## LAVORO RICHIESTO
**A.** Riporti fedelmente la parte del brano di lettura che va da "6) Perché Aharòn" a "30, 13. Venti.".
**B.** Secondo il brano di lettura, in quale giorno il popolo ebraico iniziò a donare i contributi per la costruzione del mishkàn?

## BRANO DI LETTURA
Esodo 30, 11 - 34, 35

1) Quanti "gherà" ci sono in uno shèkel?

2) Qual era l’età minima per prestare servizio militare nell’esercito ebraico?

3) Gli ebrei vennero contati sia dopo Yom Kippùr sia dopo Pésach. In tutti e due i casi il risultato era esattamente lo stesso. Come può essere?

4) Lo shabbàt viene chiamato "segno". Che cosa vuol dire?

5) In che giorno il popolo ebraico iniziò a donare i contributi per la costruzione del "mishkàn"?

6) Perché Aharòn decise di costruire l’altare per il vitello d’oro con le proprie mani?

7) Perché Moshè decise di rompere le tavole?

8) Come facevano due fratelli ad appartenere a due diverse tribù?

9) In che maniera il peccato del vitello d’oro ha avuto effetto sul popolo ebraico nella Storia?

10) In che maniera si poteva vedere che Dio aveva perdonato il popolo ebraico?

1) 30, 13. Venti.

2)30, 14. Venti.

3)30, 16. La loro età era stata calcolata a Rosh Hashanà, e non sulla base della data di nascita.

4) 31, 13. È un segno tra Dio e il popolo ebraico che mostra che è stato scelto e un segno per le nazioni del mondo che mostra loro che lo ha distinto (santificato).

5)31, 18. L’11 di Tishrì.

6) 32, 5. Sperava che facendolo da solo la questione prendesse più tempo e nel frattempo Moshè sarebbe ritornato.

7) 32, 19. Moshè ragionò: se la Torà vieta un solo precetto a chi se ne è allontanato, chissà che ne sarà di questa se verrà consegnata a chi ha commesso tante trasgressioni.

8) 32, 27. Fratellastri di madre uguale.

9)32, 34. Ogni volta il popolo ebraico viene punito da Dio, questo viene attribuito al vitello d’oro.

10) 33, 14. Permise che la sua Presenza divina risiedesse tra loro.

## ESTRATTO DEI DATI

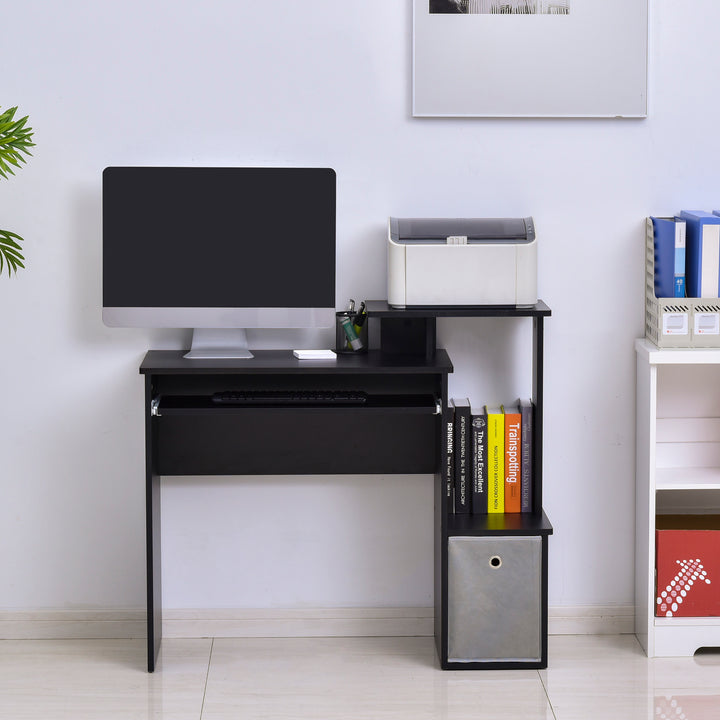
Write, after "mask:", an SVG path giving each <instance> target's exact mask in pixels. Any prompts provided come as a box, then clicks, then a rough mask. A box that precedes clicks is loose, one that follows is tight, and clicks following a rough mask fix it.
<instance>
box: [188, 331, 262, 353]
mask: <svg viewBox="0 0 720 720" xmlns="http://www.w3.org/2000/svg"><path fill="white" fill-rule="evenodd" d="M247 344H248V343H247V334H246V333H245V330H244V329H243V328H195V329H194V330H193V339H192V344H191V346H190V350H189V351H188V352H187V353H185V355H183V357H184V358H186V359H187V360H249V359H250V358H252V357H253V354H252V353H251V352H250V351H249V350H248V347H247Z"/></svg>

## SOLUZIONI
**A.**
6) Perché Aharòn decise di costruire l’altare per il vitello d’oro con le proprie mani?

7) Perché Moshè decise di rompere le tavole?

8) Come facevano due fratelli ad appartenere a due diverse tribù?

9) In che maniera il peccato del vitello d’oro ha avuto effetto sul popolo ebraico nella Storia?

10) In che maniera si poteva vedere che Dio aveva perdonato il popolo ebraico?

1) 30, 13. Venti.

**B.** L'11 di Tishrì.